▸ **TEXTO CITADO**:
Tive uma discordância grande com o Gustavo Franco por causa do câmbio, o que me fez sair do Banco Central. Eu queria liberar o câmbio logo na partida e ele queria mantê-lo em minibandas. Com certeza, a minha ideia era mais arriscada que a dele, mas teria evitado a grande crise cambial de 1999. Perdi a discussão e saí do Banco Central. O próprio André (Lara Resende) ficou muito pouco tempo na execução. Mas houve longevidade também. O Pedro Malan ficou oito anos na Fazenda. Vejo que o Plano Real tinha uma equipe com divergências internas, mas existia um processo que permitia a passagem do bastão. O próprio Gustavo o passou para o Chico Lopes, que o passou para o Armínio Fraga. Havia laços de confiança entre as pessoas. Vejo a execução como uma equipe. Trata-se de uma corrida em equipe, na qual é preciso passar o bastão.
• Por que, no ano passado, o senhor criticou a aproximação entre Paulo Guedes e Jair Bolsonaro?
Achei estranha a aproximação dos dois. Durante todo o Plano Real fui criticado por ser neoliberal, por defender ajuste fiscal, privatizações, abertura da economia etc. Eu era tachado de direita e de neoliberal. Bem… Continuo com as mesmas opiniões. Mas não me identifico com essa direita tosca que está emergindo junto do Bolsonaro. Essa direita obscurantista, anticiência, antidireitos humanos, antiagenda ambiental é uma direita tosca, uma caricatura do liberalismo. Essa direita que emergiu é uma deformação das ideias liberais. O liberalismo é fundamentado na autodeterminação do indivíduo, no direito à liberdade, no respeito aos direitos humanos. Se sou ou não sou neoliberal, não me importo. Na verdade, acho que sou até pior, o liberal clássico. Não me identifico com essa nova direita, retrógrada, intolerante. Esse foi o motivo da estranheza com essa relação entre os dois.
• Apesar de o senhor ser liberal, no Plano Real não aparece a ortodoxia tradicional do liberalismo.
Ortodoxia, à época, era fazer um ajuste fiscal brutal e colocar a taxa básica de juros na lua. Não há nada de errado nisso. O problema é que, quando a inflação é inercial em níveis muito elevados, o tranco do corte de custos precisa ser de tal ordem que nenhum político, num sistema democrático, consegue vencer a eleição seguinte. A ortodoxia é inaplicável em um sistema de voto direto. De qualquer modo, ninguém nunca entendeu essas reformas como sendo liberais. Se conduzíssemos a reforma de maneira ideológica, iríamos trilhar um mau caminho.
• O ministro Paulo Guedes vai ter dificuldade em impor suas ideias ortodoxas, então?

▸ **INSTRUÇÃO**:
Extraia da entrevista sobre o Plano Real, sem nenhuma alteração, o trecho entre "Ortodoxia, à época, era" e "um mau caminho.", inclusive.

▸ **DADOS FORNECIDOS**:
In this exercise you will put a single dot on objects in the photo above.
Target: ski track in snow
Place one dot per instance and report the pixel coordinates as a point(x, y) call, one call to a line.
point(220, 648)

▸ **RESULTADO DO EXERCÍCIO**:
Ortodoxia, à época, era fazer um ajuste fiscal brutal e colocar a taxa básica de juros na lua. Não há nada de errado nisso. O problema é que, quando a inflação é inercial em níveis muito elevados, o tranco do corte de custos precisa ser de tal ordem que nenhum político, num sistema democrático, consegue vencer a eleição seguinte. A ortodoxia é inaplicável em um sistema de voto direto. De qualquer modo, ninguém nunca entendeu essas reformas como sendo liberais. Se conduzíssemos a reforma de maneira ideológica, iríamos trilhar um mau caminho.